>> BEGIN Excerpted passage

This review marks the end of our unofficial J Dilla month at RapReviews, one in which I've marked the anniversary of his passing while simultaneously pondering the wisdom of extending his musical legacy. I recently told a good friend on Facebook that I felt a continued series of "from the vaults" releases featuring Tupac Shakur and James Yancey among others could ultimately be detrimental to hip-hop. "We may find hip-hop music turned into The Beatles, where every single unreleased studio session is yet one more sad and pathetic attempt to cash in on the deceased." I stand by that statement, but I want to expand on it - I also feel the danger is that if hip-hop spends too much time looking backward, the music of the arts won't move forward.
That said there's no reason talented artists can't pay heartfelt tribute to the contributions of their peers, and J. Sands is both talented and still largely unheralded, despite the Lone Catalysts being one of the most important groups of the 2000's. Their catalogue was not prodigious, their commercial success was limited, and yet in terms of their influence there's no question that J. Sands' lyrics and J. Rawls' beats shaped hundreds of duplicators and imitators. Sands has stayed busy as a soloist since then, and even has his own long-running series of YouTube videos called Sands on Sports. Save for Dan-e-o I can think of few people I'd rather tribute Dilla.

>> END Excerpted passage
>> BEGIN Data section

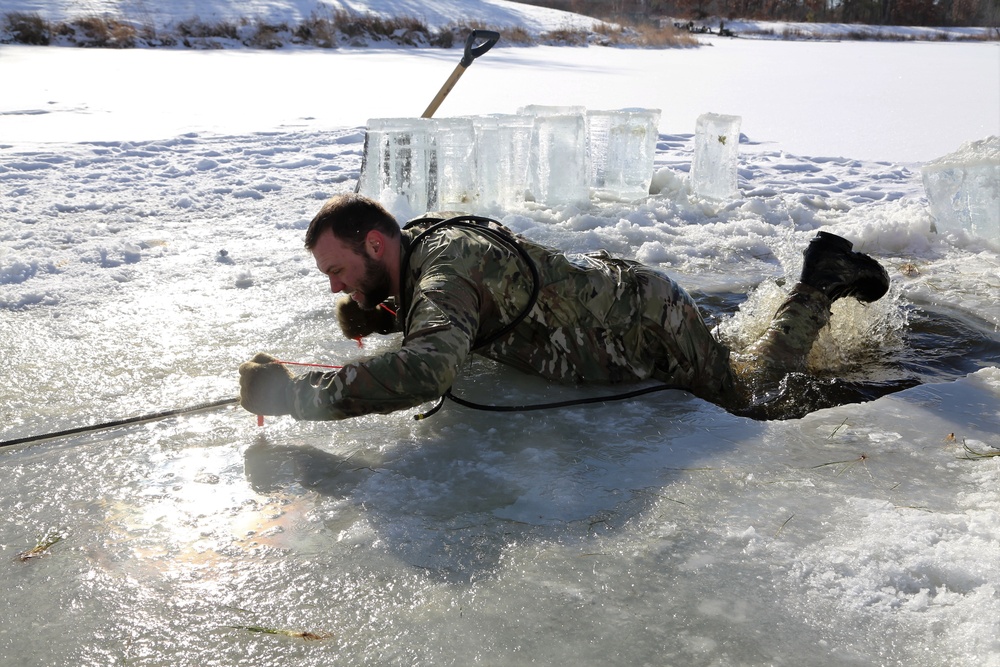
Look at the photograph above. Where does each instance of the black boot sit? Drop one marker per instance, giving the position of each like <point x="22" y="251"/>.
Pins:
<point x="832" y="267"/>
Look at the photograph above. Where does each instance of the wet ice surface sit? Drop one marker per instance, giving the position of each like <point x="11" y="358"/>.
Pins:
<point x="136" y="276"/>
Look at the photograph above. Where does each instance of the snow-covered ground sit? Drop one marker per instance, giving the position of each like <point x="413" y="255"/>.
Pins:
<point x="152" y="204"/>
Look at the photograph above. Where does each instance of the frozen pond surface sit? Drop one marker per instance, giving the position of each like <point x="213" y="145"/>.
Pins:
<point x="656" y="531"/>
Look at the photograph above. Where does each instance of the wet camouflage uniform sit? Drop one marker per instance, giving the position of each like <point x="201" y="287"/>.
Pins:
<point x="596" y="320"/>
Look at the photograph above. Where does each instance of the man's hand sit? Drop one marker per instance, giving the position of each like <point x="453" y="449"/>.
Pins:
<point x="262" y="386"/>
<point x="355" y="322"/>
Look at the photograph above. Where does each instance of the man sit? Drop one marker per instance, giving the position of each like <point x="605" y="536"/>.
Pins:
<point x="469" y="285"/>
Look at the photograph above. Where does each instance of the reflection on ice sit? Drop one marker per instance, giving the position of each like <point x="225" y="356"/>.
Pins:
<point x="660" y="530"/>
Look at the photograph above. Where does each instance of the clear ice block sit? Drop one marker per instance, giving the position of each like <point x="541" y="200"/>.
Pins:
<point x="399" y="157"/>
<point x="558" y="171"/>
<point x="621" y="145"/>
<point x="716" y="156"/>
<point x="963" y="189"/>
<point x="503" y="151"/>
<point x="452" y="174"/>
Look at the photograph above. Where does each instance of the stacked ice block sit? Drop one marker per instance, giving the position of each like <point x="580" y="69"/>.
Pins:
<point x="963" y="189"/>
<point x="482" y="164"/>
<point x="716" y="156"/>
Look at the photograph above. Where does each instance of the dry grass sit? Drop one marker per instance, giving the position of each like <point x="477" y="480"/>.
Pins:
<point x="28" y="28"/>
<point x="328" y="30"/>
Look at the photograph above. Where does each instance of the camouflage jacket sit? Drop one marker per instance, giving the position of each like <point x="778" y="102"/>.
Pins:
<point x="461" y="286"/>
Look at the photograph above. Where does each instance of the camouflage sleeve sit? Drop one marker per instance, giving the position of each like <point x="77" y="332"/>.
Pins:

>> END Data section

*Task goal*.
In the review, what is the name of J. Sands' long-running series of YouTube videos?

*Answer to the problem*.
Sands on Sports